Set of tasks:
(a) From the QZhou-Embedding text, output the stretch from "- Hard Negative" through "relevant document embeddings." word for word.
(b) In the QZhou-Embedding text, what are the names of the two training stages?
(c) Take the QZhou-Embedding text further, starting right after its final sentence.

The multi-task loss functions include InfoNCE-based retrieval loss: and Cosent ranking loss for NLI.
3. Data Synthesis Pipeline
Recognizing the centrality of data diversity and quality, QZhou-Embedding incorporates an overview pipeline using LLM APIs for three augmentation modalities:
- Paraphrasing: Structural diversity is achieved by LLM rewriting of queries and positives, varying syntax and word order while preserving semantics.
- Semantic Augmentation: The LLM expands context, introduces alternative perspectives, or elaborates on related semantic fields as additional positives.
- Hard Negative Generation: Negative samples are produced by LLMs that mimic the structure or topic domain of positives but diverge in meaning, increasing task difficulty.
This approach systematically refines the training corpus for greater semantic richness and sample difficulty, underpinning the model's generalization capacity.
4. Two-Stage Training Strategy
QZhou-Embedding's training proceeds in two distinct phases:
- Stage 1: Retrieval-Focused Pretraining — Training on curated retrieval examples establishes robust mapping from queries to relevant document embeddings.
- Stage 2: Full-Task Fine-Tuning — Combines retrieval, NLI, and classification data with a controlled sampling ratio parameter that preserves retrieval efficacy, facilitating simultaneous optimization for multiple downstream objectives.
This regimen ensures that the model delivers high-quality embeddings both for core retrieval and for broader semantic tasks.
5. Benchmark Evaluation and Task Performance
Comprehensive evaluation demonstrates that QZhou-Embedding achieves leading results across MTEB and CMTEB, with coverage of subtasks such as classification, clustering, pair classification, reranking, and semantic textual similarity (STS). The report provides quantitative tables showing superior average scores per task and aggregate ranking, validating its model's broad applicability.

Data for review:
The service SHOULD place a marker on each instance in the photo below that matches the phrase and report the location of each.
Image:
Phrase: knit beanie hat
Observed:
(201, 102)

Results for each task:
(a)
- Hard Negative Generation: Negative samples are produced by LLMs that mimic the structure or topic domain of positives but diverge in meaning, increasing task difficulty.
This approach systematically refines the training corpus for greater semantic richness and sample difficulty, underpinning the model's generalization capacity.
4. Two-Stage Training Strategy
QZhou-Embedding's training proceeds in two distinct phases:
- Stage 1: Retrieval-Focused Pretraining — Training on curated retrieval examples establishes robust mapping from queries to relevant document embeddings.

(b) Retrieval-Focused Pretraining and Full-Task Fine-Tuning.

(c)
6. Design Implications and Future Research Directions
Empirical findings highlight the decisive role of high-quality, diverse data for embedding models and show that integrating generative LLMs into synthesis pipelines yields significant gains. The technical report proposes continuing research along multimodal and multilingual axes, and deploying embedding models as foundational components for agent memory and retrieval augmentation systems.
A plausible implication is that bi-directional architectures paired with synthetic data augmentation will remain central themes in future advances, particularly for agent-oriented and cross-lingual embedding scenarios.
7. Model Accessibility and Reproducibility
QZhou-Embedding is distributed under the Apache 2.0 license via HuggingFace (https://huggingface.co/Kingsoft-LLM/QZhou-Embedding), with full evaluation code and usage instructions available on GitHub (https://github.com/Kingsoft-LLM/QZhou-Embedding). These resources facilitate reproducibility across academic and industrial research contexts, supporting further experimentation and integration.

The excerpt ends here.